*Exercises:*
[1] In two sentences, summarize the excerpt on the Regulator's investigation.
[2] Please list every consumer named in paragraphs 7.2 through 7.6 of the memorandum described in the excerpt on the Regulator's investigation.

Consumers had no option to opt in or opt out.
[19]
Two complaints were received and investigated by two inspectors. The
Regulator put evidence to
the Tribunal under oath pertaining to the
findings of the investigation pertaining to these two transactions,
and the Tribunal
found the agreements to be simulated with the
Appellants accordingly contravening various sections of the Act. The
Regulator also
instituted its own investigation against the
Appellants, i.e. not based on complaints, as it is entitled to do.
The question is
what evidence was put before the Tribunal pertaining
to the Regulator’s own investigation?
[20]
The inspectors did not do any independent investigations pertaining
to the other transactions
or “
all”
transactions.
They had an interview with the Appellants and the Appellants provided
them with information of 7 transactions of
which 1 transaction was
indeed a sale agreement [not simulated] and the other two related to
the complaints of Seabi and Slabbert.
Pertaining to the other 4
transactions only the following is noted on the NCR investigation
memorandum [Annexure 5]:
“
7.2
AMURTHAM
THYAGAVATHI GOVENDER – Annexure “C2”
Documents
contained in consumer file:
·
Deed of sale – 10 March 2017
Erf 1727 Lenasia South
8 Hawk Crescent
Johannesburg
Ø
Purchaser: The Cornelis Family Trust
Ø
Seller: AT Govender
·
Lease Agreement – 10 March 2017
Erf 1727 Lenasia South
8
Hawk Crescent
Johannesburg
Ø
Lessor: Cornelis Family Trust
Ø
Lessee: AT Govender
·
Lease Agreement – 01 August 2018
Erf 1727 Lenasia South
8
Hawk Crescent
Johannesburg
Ø
Lessor: Cornelis Family Trust
Ø
Lessee: AT Govender
Affordability
Assessment Mechanisms:
None
Cost of credit
None
Purchase Price:
R425 000.00
Rental fee
(Lease
Agreement 1): R7 000.00
Rental fee
(Lease
Agreement 2): R8 000.00
Assessment by the
Inspector:
In this instance, the Trust is the
purchaser of the property. No supporting documentation is
attached to the agreement.
No reasons are
contained in the documentation for the reasons behind the sale and
subsequent lease by the consumer.”
[21]
Paragraph 7.3 related to a Fatima Fredricks and reads exactly as
paragraph 7.2. does. Paragraph
7.4 relates to a Henrick Mashoa Matome
and it reads exactly as paragraph 7.2. As do paragraphs 7.5 relating
to Mr and Mrs Roos
and paragraph 7.6 relating to a Mr van den Berg.
[22]
In the report of the inspectors no mention at all is made of these
consumers. In the findings
the only reference is to C7 and C8, Mr
Seabi and Ms Slabbert.
[23]
In the founding affidavit there is no specific reference made to any
of the transactions of the
other consumers with the only evidence
pertaining to other consumers being “
sample”

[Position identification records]
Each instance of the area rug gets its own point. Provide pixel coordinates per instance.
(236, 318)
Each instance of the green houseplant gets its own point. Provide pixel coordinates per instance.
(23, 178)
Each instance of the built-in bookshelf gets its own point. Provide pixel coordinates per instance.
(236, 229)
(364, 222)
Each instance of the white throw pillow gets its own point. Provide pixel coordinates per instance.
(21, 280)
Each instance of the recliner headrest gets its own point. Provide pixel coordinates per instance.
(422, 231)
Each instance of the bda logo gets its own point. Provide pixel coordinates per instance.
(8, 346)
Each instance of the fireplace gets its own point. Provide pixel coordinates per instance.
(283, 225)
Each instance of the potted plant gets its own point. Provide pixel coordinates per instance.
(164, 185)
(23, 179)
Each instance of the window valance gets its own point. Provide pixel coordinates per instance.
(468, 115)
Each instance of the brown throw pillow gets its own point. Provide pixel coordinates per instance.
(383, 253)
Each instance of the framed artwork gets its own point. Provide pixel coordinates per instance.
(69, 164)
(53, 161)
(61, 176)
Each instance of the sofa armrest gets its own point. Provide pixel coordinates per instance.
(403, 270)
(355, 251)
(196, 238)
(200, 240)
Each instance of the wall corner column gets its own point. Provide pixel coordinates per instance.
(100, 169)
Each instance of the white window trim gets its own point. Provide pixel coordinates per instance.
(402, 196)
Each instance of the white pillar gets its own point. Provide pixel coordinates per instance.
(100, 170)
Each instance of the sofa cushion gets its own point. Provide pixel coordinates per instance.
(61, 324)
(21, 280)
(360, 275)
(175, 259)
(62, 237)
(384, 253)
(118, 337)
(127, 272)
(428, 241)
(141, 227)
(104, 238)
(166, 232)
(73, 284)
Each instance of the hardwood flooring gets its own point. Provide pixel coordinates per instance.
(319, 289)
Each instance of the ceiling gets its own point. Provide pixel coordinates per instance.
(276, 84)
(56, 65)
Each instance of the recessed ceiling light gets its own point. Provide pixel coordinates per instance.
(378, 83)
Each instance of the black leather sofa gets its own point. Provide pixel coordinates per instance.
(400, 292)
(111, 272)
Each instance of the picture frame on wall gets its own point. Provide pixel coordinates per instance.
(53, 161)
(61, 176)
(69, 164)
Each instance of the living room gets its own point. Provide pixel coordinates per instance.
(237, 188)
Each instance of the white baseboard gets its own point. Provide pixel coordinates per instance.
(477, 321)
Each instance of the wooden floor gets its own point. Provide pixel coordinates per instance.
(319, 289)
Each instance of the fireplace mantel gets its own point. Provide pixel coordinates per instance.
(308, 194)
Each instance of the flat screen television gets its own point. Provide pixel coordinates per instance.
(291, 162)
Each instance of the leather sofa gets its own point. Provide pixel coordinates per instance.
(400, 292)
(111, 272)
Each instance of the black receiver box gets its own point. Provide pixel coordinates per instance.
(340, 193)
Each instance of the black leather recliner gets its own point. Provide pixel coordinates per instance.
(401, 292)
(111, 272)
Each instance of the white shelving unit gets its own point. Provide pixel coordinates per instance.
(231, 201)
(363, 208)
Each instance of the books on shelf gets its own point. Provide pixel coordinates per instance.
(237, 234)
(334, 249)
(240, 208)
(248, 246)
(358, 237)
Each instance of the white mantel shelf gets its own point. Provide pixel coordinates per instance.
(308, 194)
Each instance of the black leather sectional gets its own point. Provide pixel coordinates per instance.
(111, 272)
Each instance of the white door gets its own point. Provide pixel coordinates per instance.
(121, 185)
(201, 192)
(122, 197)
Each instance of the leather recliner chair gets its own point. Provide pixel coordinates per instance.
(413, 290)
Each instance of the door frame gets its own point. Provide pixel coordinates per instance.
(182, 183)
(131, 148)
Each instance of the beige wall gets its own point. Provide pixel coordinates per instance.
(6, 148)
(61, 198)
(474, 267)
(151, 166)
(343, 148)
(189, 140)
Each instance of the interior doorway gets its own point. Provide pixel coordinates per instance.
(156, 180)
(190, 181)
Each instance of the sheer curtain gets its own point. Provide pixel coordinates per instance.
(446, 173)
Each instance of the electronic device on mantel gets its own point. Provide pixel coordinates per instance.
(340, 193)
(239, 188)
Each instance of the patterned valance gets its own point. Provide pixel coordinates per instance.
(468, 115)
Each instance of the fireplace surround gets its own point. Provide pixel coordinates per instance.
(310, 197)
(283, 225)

*Answers provided:*
[1] Apart from the two complaint-based transactions, the inspectors did no independent investigation: they interviewed the Appellants, who gave information on seven transactions, and for four of these the investigation memorandum notes only the file documents, the amounts and a brief assessment. The inspectors' report does not mention those consumers, its findings refer only to Mr Seabi and Ms Slabbert, and the founding affidavit makes no specific reference to the other consumers' transactions.

[2]
- Amurtham Thyagavathi Govender
- Fatima Fredricks
- Henrick Mashoa Matome
- Mr and Mrs Roos
- Mr van den Berg